What you need to do
a. In the text on KarmaLego evaluation, why does the enhanced TIRP representation add no computational cost?
b. Extend the text on KarmaLego evaluation with a further paragraph that follows on from its last sentence.

Text block
================
As another part of the evaluation, we have introduced and assessed two novel representation metrics for TIRPs features, which exploit the capability of the KarmaLego framework to compute the number and the mean duration of multiple instances of discovered TIRPs within each time-oriented record, in addition to a Binary, or Boolean (purely existential) representation, for the purpose of classification (research question F). These representation methods were shown to have an added value, when compared to the default Binary representation method. This enhanced representation is achieved without requiring any additional computational cost, since, as pointed out in the comments to the Lego algorithm, to preserve the completeness of the TIRP discovery process, i.e., in order to discover all of the different TIRPs within an entity, whether we need one or more instances of each TIRP, all of the instances of each TIRP have to be discovered within each entity, in any case.

We also conclude, given yet another aspect of the evaluation, that increasing the Epsilon value (research question G) beyond 0 (the default value) is in general not recommended for purposes of classification, in particular when reducing the number of temporal relations to only three (thus already increasing flexibility). This conclusion might alleviate some potential difficulties, since determining the right Epsilon value might be quite problematic and might in general require several trials for each new dataset. One possibility for explaining our results is that using a larger value for the epsilon parameter decreased the classification performance, since it decreased the number of frequent TIRPs discovered, which in turn, decreased the number of features and thus, eventually, the classification accuracy. Another possibility is that using an Epsilon value, although increasing robustness, has also resulted in somewhat more opaque (ambiguous) relations, thus perhaps losing some information that might be useful for classification purposes, and thus, overall, leading to little or no enhancement in accuracy.
================
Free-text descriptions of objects
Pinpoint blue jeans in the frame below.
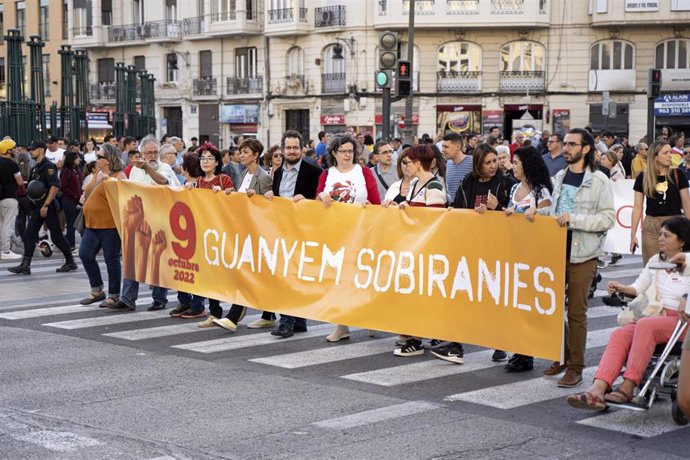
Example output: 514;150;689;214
120;278;168;307
79;228;122;297
177;291;206;312
280;315;307;329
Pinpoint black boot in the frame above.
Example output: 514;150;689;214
7;257;31;275
55;256;79;273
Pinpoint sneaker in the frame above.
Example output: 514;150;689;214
271;324;295;339
491;350;508;363
197;315;218;328
170;304;192;318
431;342;465;364
393;338;424;356
213;318;237;332
247;318;276;329
180;310;208;319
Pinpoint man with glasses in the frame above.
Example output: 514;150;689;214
264;130;323;339
544;128;615;388
109;136;180;311
371;141;400;199
542;133;566;177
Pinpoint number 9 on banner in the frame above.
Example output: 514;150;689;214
170;202;196;260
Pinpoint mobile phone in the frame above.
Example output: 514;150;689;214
649;261;679;270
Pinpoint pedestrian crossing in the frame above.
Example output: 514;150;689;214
0;255;682;437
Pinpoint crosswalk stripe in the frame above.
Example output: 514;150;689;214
102;315;261;341
444;366;597;409
575;401;689;438
173;324;344;353
43;311;169;330
341;328;616;387
0;298;153;320
312;401;443;430
249;337;395;369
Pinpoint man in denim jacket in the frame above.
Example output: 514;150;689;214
544;128;615;388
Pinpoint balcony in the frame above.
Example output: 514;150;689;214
314;5;347;29
226;76;264;95
436;70;482;93
590;0;690;28
89;82;115;103
321;72;347;94
498;70;546;93
374;0;551;29
192;77;218;97
265;7;312;37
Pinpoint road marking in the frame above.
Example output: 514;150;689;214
312;401;443;430
172;324;344;353
249;337;395;369
0;298;153;320
575;401;688;438
101;315;261;340
341;327;617;387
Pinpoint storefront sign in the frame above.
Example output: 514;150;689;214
220;105;259;124
654;94;690;117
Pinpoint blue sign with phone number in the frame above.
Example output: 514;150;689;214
654;94;690;117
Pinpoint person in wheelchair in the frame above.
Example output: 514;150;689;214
567;216;690;411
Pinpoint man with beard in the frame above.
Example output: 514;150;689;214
544;128;615;388
265;130;323;339
7;139;77;275
108;136;180;311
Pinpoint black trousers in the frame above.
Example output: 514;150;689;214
22;203;74;260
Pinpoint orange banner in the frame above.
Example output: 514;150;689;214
106;181;566;360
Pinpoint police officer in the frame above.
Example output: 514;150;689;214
7;141;77;275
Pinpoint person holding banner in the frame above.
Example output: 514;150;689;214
567;216;690;411
431;144;518;364
316;135;382;342
630;141;690;265
544;128;616;388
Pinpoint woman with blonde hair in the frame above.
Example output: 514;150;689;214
630;141;690;265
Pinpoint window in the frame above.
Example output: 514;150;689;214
38;0;50;40
101;0;113;26
235;47;257;79
43;54;51;96
98;58;115;83
134;56;146;70
165;53;178;83
17;2;27;40
500;41;545;72
165;0;177;21
656;38;690;69
199;50;213;78
590;40;635;70
287;46;304;77
437;42;482;75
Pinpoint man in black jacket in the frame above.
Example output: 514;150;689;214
265;130;323;339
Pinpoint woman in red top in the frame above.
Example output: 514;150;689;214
170;146;233;327
60;151;82;253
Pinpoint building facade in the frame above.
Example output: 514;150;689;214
66;0;690;146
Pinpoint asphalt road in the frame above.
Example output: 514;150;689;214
0;256;690;459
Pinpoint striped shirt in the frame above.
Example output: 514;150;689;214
446;155;472;203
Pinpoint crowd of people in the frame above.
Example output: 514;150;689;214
0;124;690;418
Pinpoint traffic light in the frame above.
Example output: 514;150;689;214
395;59;412;97
374;70;391;88
647;69;661;99
378;30;398;70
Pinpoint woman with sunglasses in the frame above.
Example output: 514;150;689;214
630;141;690;265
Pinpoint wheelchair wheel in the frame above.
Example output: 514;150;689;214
671;401;688;426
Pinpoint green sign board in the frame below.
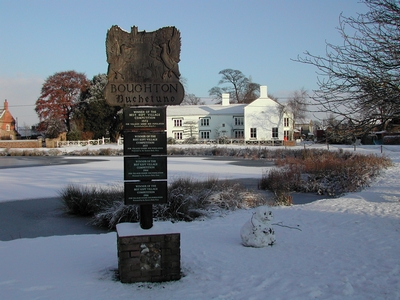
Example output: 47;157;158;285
124;107;166;130
124;156;167;180
125;181;167;205
124;131;167;155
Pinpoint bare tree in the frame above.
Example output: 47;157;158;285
208;69;260;103
296;0;400;134
285;88;308;139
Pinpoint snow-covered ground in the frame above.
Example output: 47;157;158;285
0;146;400;300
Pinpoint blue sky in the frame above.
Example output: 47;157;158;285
0;0;366;126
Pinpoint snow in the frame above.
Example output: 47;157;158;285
0;145;400;299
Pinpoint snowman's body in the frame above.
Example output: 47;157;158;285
240;206;275;248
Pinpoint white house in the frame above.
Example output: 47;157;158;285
167;86;293;144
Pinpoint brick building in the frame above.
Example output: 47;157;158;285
0;100;18;140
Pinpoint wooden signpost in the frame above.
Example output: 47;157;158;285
104;26;185;229
104;26;185;283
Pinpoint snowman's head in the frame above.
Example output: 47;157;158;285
255;206;274;223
================
Exercise results
a. All instances of each TIRP must be discovered within each entity in any case, to keep the TIRP discovery process complete.

b.
One of the settings of the experiments which, to highlight the other aspects, we did not try to vary, is the minimal vertical support. We would like in future work to experiment with lower levels of minimal vertical support and evaluate their contribution. In addition, we did not use any single symbolic intervals as features (i.e., only TIRPs including two or more symbols). We will examine in the future the effect of including such single symbols as well. In some cases, a single time interval of, say, “high blood pressure” might be sufficient as an important feature.

Overall, we conclude that TIRP-based classification, as performed within the KLS framework, is quite feasible, leads to a reasonable performance, and is potentially highly useful for classification and prediction purposes in time-oriented, multivariate-data domains. The enhanced performance achieved using a knowledge-based (cut-offs) abstraction in the case of the Diabetes dataset shows that better classification might be achievable through the use a better informed discretization method, although not necessarily based on domain knowledge, a direction that we plan to explore in our future work. Such a method is especially crucial in new domains, in which knowledge-based definitions do not necessarily exist. A related problem is the use of TIRPs as features for prediction of outcome events, as was demonstrated by Moskovitch et al. [22] in prediction of clinical procedures in Electronic Health Records.